◆ Available records ◆
== Segment start ==

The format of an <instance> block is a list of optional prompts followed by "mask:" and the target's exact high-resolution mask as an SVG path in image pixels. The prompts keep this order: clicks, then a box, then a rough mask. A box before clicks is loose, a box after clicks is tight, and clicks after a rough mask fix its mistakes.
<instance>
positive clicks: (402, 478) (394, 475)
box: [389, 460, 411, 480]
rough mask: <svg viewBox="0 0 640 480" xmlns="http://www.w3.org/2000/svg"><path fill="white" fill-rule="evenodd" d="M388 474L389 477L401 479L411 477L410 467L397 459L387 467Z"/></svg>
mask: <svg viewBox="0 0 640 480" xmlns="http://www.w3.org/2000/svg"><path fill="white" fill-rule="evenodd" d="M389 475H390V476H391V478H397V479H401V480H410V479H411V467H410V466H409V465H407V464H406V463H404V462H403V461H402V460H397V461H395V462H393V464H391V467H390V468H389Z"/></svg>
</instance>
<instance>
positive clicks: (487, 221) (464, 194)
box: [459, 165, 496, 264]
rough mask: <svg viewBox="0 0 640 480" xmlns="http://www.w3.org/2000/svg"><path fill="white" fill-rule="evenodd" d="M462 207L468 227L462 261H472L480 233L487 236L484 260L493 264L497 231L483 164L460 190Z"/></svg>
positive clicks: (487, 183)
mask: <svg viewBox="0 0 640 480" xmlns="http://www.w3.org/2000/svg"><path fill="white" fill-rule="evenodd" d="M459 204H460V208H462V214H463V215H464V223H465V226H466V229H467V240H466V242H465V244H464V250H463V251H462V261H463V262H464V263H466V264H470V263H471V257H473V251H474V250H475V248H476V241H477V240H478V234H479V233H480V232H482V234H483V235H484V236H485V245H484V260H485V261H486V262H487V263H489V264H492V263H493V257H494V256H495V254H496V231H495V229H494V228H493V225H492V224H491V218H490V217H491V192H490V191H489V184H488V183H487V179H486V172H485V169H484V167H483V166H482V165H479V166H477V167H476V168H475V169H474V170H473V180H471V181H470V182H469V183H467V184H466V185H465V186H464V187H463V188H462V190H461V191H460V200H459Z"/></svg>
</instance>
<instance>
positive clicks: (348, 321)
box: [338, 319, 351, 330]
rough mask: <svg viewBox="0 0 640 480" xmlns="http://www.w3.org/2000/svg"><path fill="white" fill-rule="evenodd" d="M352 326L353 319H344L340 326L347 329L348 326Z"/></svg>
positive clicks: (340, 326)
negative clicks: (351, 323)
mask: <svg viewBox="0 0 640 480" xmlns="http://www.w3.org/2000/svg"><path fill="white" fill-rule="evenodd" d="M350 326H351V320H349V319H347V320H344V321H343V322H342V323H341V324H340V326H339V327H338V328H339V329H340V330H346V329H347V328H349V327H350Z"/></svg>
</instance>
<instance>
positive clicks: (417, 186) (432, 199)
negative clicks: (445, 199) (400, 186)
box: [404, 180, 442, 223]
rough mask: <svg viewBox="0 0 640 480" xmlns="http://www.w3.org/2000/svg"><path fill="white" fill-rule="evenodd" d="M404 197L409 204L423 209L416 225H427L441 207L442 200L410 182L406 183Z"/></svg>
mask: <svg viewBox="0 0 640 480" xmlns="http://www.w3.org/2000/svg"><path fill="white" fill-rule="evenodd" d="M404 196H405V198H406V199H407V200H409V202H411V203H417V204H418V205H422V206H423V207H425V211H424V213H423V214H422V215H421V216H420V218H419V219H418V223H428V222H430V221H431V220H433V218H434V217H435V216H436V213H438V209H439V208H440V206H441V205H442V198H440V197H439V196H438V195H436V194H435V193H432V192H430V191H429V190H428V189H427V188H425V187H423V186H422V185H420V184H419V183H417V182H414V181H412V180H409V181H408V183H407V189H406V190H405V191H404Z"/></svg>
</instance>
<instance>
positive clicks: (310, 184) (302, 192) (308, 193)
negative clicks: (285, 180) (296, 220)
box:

== Segment end ==

◆ Action item ◆
Present the listing above as a Markdown table with the columns Row and Line, numbering each row and leaving out any blank lines.

◆ Exercise solution ◆
| Row | Line |
|---|---|
| 1 | The format of an <instance> block is a list of optional prompts followed by "mask:" and the target's exact high-resolution mask as an SVG path in image pixels. The prompts keep this order: clicks, then a box, then a rough mask. A box before clicks is loose, a box after clicks is tight, and clicks after a rough mask fix its mistakes. |
| 2 | <instance> |
| 3 | positive clicks: (402, 478) (394, 475) |
| 4 | box: [389, 460, 411, 480] |
| 5 | rough mask: <svg viewBox="0 0 640 480" xmlns="http://www.w3.org/2000/svg"><path fill="white" fill-rule="evenodd" d="M388 474L389 477L401 479L411 477L410 467L397 459L387 467Z"/></svg> |
| 6 | mask: <svg viewBox="0 0 640 480" xmlns="http://www.w3.org/2000/svg"><path fill="white" fill-rule="evenodd" d="M389 475H390V476H391V478H397V479H401V480H410V479H411V467H410V466H409V465H407V464H406V463H404V462H403V461H402V460H397V461H395V462H393V464H391V467H390V468H389Z"/></svg> |
| 7 | </instance> |
| 8 | <instance> |
| 9 | positive clicks: (487, 221) (464, 194) |
| 10 | box: [459, 165, 496, 264] |
| 11 | rough mask: <svg viewBox="0 0 640 480" xmlns="http://www.w3.org/2000/svg"><path fill="white" fill-rule="evenodd" d="M462 207L468 227L462 261H472L480 233L487 236L484 260L493 264L497 231L483 164L460 190Z"/></svg> |
| 12 | positive clicks: (487, 183) |
| 13 | mask: <svg viewBox="0 0 640 480" xmlns="http://www.w3.org/2000/svg"><path fill="white" fill-rule="evenodd" d="M459 204H460V208H462V214H463V215H464V223H465V226H466V229H467V240H466V242H465V244H464V250H463V251H462V261H463V262H464V263H466V264H470V263H471V257H473V251H474V250H475V248H476V241H477V240H478V234H479V233H480V232H482V234H483V235H484V236H485V245H484V260H485V261H486V262H487V263H489V264H492V263H493V257H494V256H495V254H496V231H495V229H494V228H493V225H492V224H491V218H490V217H491V192H490V191H489V184H488V183H487V179H486V172H485V169H484V167H483V166H482V165H479V166H477V167H476V168H475V169H474V170H473V180H471V181H470V182H469V183H467V184H466V185H465V186H464V187H463V188H462V190H461V191H460V200H459Z"/></svg> |
| 14 | </instance> |
| 15 | <instance> |
| 16 | positive clicks: (348, 321) |
| 17 | box: [338, 319, 351, 330] |
| 18 | rough mask: <svg viewBox="0 0 640 480" xmlns="http://www.w3.org/2000/svg"><path fill="white" fill-rule="evenodd" d="M352 326L353 319H344L340 326L347 329L348 326Z"/></svg> |
| 19 | positive clicks: (340, 326) |
| 20 | negative clicks: (351, 323) |
| 21 | mask: <svg viewBox="0 0 640 480" xmlns="http://www.w3.org/2000/svg"><path fill="white" fill-rule="evenodd" d="M350 326H351V320H349V319H347V320H344V321H343V322H342V323H341V324H340V326H339V327H338V328H339V329H340V330H346V329H347V328H349V327H350Z"/></svg> |
| 22 | </instance> |
| 23 | <instance> |
| 24 | positive clicks: (417, 186) (432, 199) |
| 25 | negative clicks: (445, 199) (400, 186) |
| 26 | box: [404, 180, 442, 223] |
| 27 | rough mask: <svg viewBox="0 0 640 480" xmlns="http://www.w3.org/2000/svg"><path fill="white" fill-rule="evenodd" d="M404 197L409 204L423 209L416 225H427L441 207L442 200L410 182L406 183Z"/></svg> |
| 28 | mask: <svg viewBox="0 0 640 480" xmlns="http://www.w3.org/2000/svg"><path fill="white" fill-rule="evenodd" d="M404 196H405V198H406V199H407V200H409V202H411V203H417V204H418V205H422V206H423V207H425V211H424V213H423V214H422V215H421V216H420V218H419V219H418V223H428V222H430V221H431V220H433V218H434V217H435V216H436V213H438V209H439V208H440V206H441V205H442V198H440V197H439V196H438V195H436V194H435V193H432V192H430V191H429V190H428V189H427V188H425V187H423V186H422V185H420V184H419V183H417V182H414V181H412V180H409V181H408V183H407V189H406V190H405V191H404Z"/></svg> |
| 29 | </instance> |
| 30 | <instance> |
| 31 | positive clicks: (310, 184) (302, 192) (308, 193) |
| 32 | negative clicks: (285, 180) (296, 220) |
| 33 | box: |